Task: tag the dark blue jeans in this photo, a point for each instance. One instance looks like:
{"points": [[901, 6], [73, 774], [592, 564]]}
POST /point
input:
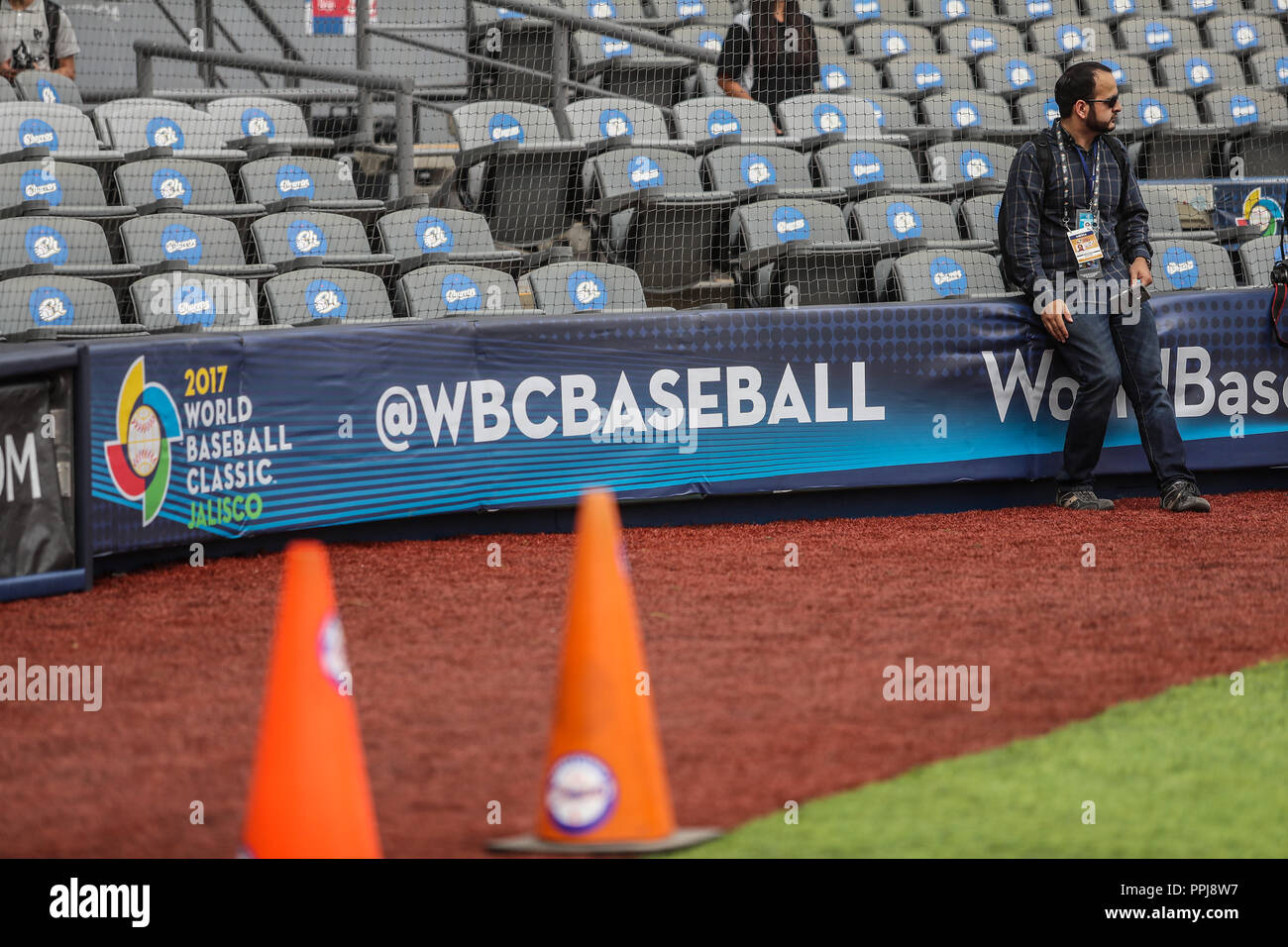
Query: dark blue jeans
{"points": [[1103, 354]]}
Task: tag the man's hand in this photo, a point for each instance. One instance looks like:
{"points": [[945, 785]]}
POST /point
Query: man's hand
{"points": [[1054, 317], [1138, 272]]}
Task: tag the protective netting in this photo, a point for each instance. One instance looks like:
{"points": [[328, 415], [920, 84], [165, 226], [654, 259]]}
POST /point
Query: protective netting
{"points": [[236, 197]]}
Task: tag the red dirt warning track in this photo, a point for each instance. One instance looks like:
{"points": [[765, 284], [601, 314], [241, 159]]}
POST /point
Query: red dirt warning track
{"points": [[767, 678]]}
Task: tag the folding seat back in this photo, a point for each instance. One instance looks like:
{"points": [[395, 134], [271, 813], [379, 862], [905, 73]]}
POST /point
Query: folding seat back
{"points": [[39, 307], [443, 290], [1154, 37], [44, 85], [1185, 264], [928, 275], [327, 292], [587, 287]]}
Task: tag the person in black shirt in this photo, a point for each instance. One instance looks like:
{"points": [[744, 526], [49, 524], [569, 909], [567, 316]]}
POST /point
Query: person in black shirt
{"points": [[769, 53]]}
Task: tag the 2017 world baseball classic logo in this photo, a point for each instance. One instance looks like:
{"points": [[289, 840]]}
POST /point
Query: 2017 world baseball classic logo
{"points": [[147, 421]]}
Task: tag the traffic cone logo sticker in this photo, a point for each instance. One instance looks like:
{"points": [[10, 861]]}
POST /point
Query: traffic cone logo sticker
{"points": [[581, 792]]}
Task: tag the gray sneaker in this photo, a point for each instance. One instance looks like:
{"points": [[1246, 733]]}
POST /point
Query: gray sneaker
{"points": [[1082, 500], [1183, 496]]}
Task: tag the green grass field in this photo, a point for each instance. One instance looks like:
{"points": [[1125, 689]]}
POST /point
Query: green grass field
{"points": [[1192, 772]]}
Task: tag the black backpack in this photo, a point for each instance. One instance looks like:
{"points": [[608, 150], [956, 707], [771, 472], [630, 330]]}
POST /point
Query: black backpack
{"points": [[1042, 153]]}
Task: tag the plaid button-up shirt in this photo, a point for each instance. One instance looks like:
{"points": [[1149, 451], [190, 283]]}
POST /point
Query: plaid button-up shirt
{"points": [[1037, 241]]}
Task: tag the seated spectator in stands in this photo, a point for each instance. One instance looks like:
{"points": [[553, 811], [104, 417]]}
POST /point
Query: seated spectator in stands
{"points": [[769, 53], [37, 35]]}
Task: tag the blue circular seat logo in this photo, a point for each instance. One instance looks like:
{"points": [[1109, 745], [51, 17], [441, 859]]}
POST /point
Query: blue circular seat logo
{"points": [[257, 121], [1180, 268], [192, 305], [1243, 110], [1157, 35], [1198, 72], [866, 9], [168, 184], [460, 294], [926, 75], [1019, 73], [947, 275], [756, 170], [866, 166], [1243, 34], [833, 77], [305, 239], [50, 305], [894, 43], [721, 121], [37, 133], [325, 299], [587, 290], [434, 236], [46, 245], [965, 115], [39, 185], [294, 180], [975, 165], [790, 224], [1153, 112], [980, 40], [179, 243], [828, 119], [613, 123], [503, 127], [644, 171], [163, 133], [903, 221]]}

■ ■ ■ ■

__Problem description__: Transcribe the records above exactly, omitting every picture they contain.

__Written answer__:
Task: tag the dark blue jeans in this photo, a point for each instance. One instance looks like:
{"points": [[901, 6], [73, 774], [592, 564]]}
POST /point
input:
Query: dark blue jeans
{"points": [[1103, 354]]}
Task: tag the man's hand in this photo, a point for each instance. One instance looks like:
{"points": [[945, 785]]}
POST /point
Query: man's hand
{"points": [[1054, 317], [1138, 272]]}
Task: tag the protective netting in this photo, a point for each instance. One instance looks like:
{"points": [[328, 415], [920, 84], [165, 226], [654, 259]]}
POST /point
Query: protective netting
{"points": [[236, 197]]}
Task: tag the red dirt warning track in this photo, a point for each instance. One instance looks like:
{"points": [[765, 284], [601, 314], [241, 159]]}
POST /point
Query: red dirt warning track
{"points": [[767, 678]]}
Task: tag the folding seat back in this photo, a point for each instance. One instance looks like:
{"points": [[395, 134], [271, 813], [379, 862], [905, 73]]}
POST /point
Query: folding seat back
{"points": [[39, 307], [443, 290], [1154, 37], [44, 85], [1185, 264], [928, 275], [327, 292], [587, 287]]}
Task: tag the person in black shirt in this photo, a point for each instance. One instance looks like:
{"points": [[744, 526], [49, 524], [569, 909], [567, 316]]}
POST /point
Query: person in black shirt
{"points": [[769, 53]]}
Task: tag the 2017 world baseball classic logo in this photo, a point for each instance. One instance looks like:
{"points": [[289, 840]]}
POST /point
Query: 2017 world baseball classic logo
{"points": [[147, 421]]}
Task: tag the traffic cone logo sticker in this photo, a point for each instance. One instance looks like:
{"points": [[10, 861]]}
POST /point
Query: traffic cone logo sticker
{"points": [[581, 792]]}
Task: tag the gray sneaker in this photo, a point for each instance. One instance looks like:
{"points": [[1246, 733]]}
POST /point
Query: gray sneaker
{"points": [[1082, 500], [1183, 496]]}
Task: tag the green grass field in this photo, a point for each instance. One instance looks like:
{"points": [[1125, 689]]}
POST /point
Query: green grass field
{"points": [[1192, 772]]}
Task: tag the black backpack in this photo, a point for each instance. One instance looks like:
{"points": [[608, 150], [956, 707], [771, 472], [630, 330]]}
POST /point
Query: black backpack
{"points": [[1042, 153]]}
Task: tag the plaid button-up shirt in this photo, a point for each instance. One instance looks like:
{"points": [[1149, 451], [190, 283]]}
POST /point
Query: plaid button-up shirt
{"points": [[1037, 241]]}
Task: tag the seated spectator in stands in this photo, a point for each instance. One instance looks like:
{"points": [[553, 811], [104, 417]]}
POST /point
Query: seated spectator in stands
{"points": [[769, 53], [37, 35]]}
Task: tag the blue circular seat logo in this photo, a point for each instance. One instance looks like:
{"points": [[1109, 745], [51, 17], [441, 859]]}
POST /point
Query: blue circular seat logo
{"points": [[257, 121], [1180, 268], [192, 305], [1243, 110], [1157, 35], [1198, 72], [866, 9], [168, 184], [460, 294], [926, 75], [1019, 73], [947, 275], [756, 170], [866, 166], [1243, 34], [833, 77], [305, 239], [50, 305], [894, 43], [721, 121], [37, 133], [325, 299], [587, 290], [434, 236], [46, 245], [965, 115], [39, 185], [294, 180], [975, 165], [790, 224], [1153, 112], [980, 40], [179, 243], [828, 119], [613, 123], [503, 127], [644, 171], [163, 133], [903, 221]]}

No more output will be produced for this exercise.